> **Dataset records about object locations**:
######

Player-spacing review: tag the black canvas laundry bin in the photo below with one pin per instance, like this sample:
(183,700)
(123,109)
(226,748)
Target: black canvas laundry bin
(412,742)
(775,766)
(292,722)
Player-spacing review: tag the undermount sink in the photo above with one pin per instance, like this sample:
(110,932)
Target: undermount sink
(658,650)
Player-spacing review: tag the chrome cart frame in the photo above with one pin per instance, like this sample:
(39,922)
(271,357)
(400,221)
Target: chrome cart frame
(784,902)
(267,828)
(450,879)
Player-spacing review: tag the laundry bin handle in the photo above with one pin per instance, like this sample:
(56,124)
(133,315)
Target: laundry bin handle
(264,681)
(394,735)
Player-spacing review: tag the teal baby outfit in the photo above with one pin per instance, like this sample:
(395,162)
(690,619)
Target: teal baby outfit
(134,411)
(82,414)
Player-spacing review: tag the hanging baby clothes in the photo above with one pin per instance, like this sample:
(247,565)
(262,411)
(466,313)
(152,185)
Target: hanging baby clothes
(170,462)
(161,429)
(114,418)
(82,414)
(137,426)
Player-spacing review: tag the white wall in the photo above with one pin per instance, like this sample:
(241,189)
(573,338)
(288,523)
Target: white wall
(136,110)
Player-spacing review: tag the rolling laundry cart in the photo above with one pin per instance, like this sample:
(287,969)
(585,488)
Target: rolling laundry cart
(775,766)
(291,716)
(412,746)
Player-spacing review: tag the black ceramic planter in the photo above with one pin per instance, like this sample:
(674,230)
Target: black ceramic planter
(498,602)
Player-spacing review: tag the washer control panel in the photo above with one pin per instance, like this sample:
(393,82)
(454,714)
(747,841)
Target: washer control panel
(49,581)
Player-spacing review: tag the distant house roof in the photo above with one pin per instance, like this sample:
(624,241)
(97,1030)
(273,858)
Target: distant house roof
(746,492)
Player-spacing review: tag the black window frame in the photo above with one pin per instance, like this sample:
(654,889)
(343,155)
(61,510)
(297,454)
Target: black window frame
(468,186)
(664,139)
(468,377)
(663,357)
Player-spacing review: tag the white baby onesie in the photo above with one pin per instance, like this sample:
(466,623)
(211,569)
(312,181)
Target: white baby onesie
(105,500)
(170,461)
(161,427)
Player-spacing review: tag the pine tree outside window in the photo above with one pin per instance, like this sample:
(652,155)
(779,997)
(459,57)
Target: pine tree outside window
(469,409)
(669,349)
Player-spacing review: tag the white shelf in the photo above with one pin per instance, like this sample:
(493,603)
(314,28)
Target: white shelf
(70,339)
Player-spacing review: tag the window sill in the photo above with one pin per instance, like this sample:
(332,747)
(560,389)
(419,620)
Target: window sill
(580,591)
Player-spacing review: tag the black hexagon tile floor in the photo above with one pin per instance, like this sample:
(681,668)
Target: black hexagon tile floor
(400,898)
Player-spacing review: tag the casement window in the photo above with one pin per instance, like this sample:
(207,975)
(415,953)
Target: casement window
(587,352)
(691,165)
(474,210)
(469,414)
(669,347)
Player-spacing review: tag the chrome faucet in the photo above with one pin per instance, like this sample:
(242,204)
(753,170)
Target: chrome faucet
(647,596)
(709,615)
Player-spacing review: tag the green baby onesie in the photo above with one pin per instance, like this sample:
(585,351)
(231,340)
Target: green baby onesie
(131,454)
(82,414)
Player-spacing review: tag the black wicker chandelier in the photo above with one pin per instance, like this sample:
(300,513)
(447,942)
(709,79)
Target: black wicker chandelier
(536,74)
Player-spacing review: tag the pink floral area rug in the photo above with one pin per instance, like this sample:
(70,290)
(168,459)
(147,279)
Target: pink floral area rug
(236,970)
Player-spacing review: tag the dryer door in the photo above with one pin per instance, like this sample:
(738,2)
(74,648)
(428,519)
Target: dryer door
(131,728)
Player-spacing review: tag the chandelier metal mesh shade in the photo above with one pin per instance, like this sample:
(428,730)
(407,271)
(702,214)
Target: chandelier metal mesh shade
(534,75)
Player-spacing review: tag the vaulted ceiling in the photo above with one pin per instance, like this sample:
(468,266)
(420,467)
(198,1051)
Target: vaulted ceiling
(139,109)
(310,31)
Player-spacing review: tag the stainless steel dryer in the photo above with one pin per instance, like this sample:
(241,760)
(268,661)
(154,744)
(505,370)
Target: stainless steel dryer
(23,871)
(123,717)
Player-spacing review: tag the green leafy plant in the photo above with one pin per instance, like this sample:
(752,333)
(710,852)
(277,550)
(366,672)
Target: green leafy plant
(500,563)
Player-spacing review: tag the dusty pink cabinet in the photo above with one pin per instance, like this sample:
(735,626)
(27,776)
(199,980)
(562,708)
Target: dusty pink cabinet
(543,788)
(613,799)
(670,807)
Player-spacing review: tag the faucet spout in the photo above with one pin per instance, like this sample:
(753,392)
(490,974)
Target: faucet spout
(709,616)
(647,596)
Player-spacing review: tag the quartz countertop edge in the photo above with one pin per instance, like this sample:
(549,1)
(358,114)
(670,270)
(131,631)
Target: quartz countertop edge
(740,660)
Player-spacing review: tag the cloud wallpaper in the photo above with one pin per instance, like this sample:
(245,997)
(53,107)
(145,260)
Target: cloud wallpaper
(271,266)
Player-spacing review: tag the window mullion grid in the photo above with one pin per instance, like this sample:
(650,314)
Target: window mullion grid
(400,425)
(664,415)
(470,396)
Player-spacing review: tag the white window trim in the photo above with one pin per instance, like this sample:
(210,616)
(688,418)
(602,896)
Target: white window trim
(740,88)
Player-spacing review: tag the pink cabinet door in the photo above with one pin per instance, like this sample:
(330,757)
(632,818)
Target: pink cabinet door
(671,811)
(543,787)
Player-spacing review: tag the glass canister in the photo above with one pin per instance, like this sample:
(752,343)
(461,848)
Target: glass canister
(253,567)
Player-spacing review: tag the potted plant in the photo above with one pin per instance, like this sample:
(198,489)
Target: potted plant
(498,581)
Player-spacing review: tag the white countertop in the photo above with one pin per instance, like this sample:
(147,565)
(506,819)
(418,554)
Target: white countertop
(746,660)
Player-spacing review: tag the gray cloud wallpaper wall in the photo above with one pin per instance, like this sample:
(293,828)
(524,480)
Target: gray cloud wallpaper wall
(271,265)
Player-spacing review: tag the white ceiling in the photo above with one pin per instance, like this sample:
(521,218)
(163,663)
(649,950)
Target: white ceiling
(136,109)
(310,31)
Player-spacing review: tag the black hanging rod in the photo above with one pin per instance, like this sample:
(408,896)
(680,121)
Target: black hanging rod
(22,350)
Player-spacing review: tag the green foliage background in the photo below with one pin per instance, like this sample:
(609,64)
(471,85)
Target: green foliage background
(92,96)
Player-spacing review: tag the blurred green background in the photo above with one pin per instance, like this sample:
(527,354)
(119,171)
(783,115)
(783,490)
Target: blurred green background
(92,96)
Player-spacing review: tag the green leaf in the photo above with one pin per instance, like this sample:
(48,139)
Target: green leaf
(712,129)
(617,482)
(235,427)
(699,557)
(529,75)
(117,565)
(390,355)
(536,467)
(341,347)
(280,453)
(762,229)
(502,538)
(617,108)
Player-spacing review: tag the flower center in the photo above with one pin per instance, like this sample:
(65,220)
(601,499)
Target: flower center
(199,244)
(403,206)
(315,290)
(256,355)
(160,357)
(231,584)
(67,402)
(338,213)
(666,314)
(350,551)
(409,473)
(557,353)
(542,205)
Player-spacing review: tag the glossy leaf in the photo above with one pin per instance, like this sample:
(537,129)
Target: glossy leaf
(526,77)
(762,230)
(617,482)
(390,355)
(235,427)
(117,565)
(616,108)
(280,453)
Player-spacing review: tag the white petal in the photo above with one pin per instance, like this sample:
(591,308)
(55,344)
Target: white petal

######

> **PROMPT**:
Copy exactly the lines from the one containing "Player-spacing review: tag the black hanging" through the last line of the records, both included, and nothing else.

> **COMPLETED TASK**:
Player-spacing review: tag the black hanging rod in the photo above with one pin per instance, like this sample:
(408,896)
(680,121)
Target: black hanging rod
(22,350)
Player-spacing review: tag the green foliage background in the photo below with one pin per instance, like this sample:
(609,64)
(471,85)
Target: green foliage background
(92,96)
Player-spacing review: tag the blurred green background in the photo above with one pin per instance, like this sample:
(527,354)
(119,171)
(783,115)
(783,490)
Target: blurred green background
(92,96)
Player-spacing review: tag the green leaf in the photo above with one pin per instance, like this sample:
(48,139)
Target: green leaf
(712,129)
(617,482)
(235,427)
(699,557)
(529,75)
(117,565)
(390,355)
(536,467)
(341,347)
(280,453)
(762,229)
(502,538)
(617,108)
Player-spacing review: tag the flower center in the photo above with one pin per instance, like this sample:
(65,220)
(601,499)
Target: flower center
(199,244)
(403,206)
(315,290)
(256,355)
(160,357)
(231,584)
(67,402)
(338,213)
(666,314)
(350,551)
(409,473)
(557,353)
(542,205)
Player-spacing review: tag the glossy leaf in the photo above with one pin per instance, like this sample:
(537,129)
Target: glossy leaf
(526,77)
(762,230)
(617,482)
(390,355)
(235,427)
(117,565)
(616,108)
(280,453)
Player-spacing review: tag the white petal in the photo above with one pin per instance, like this sample:
(591,308)
(55,344)
Target: white petal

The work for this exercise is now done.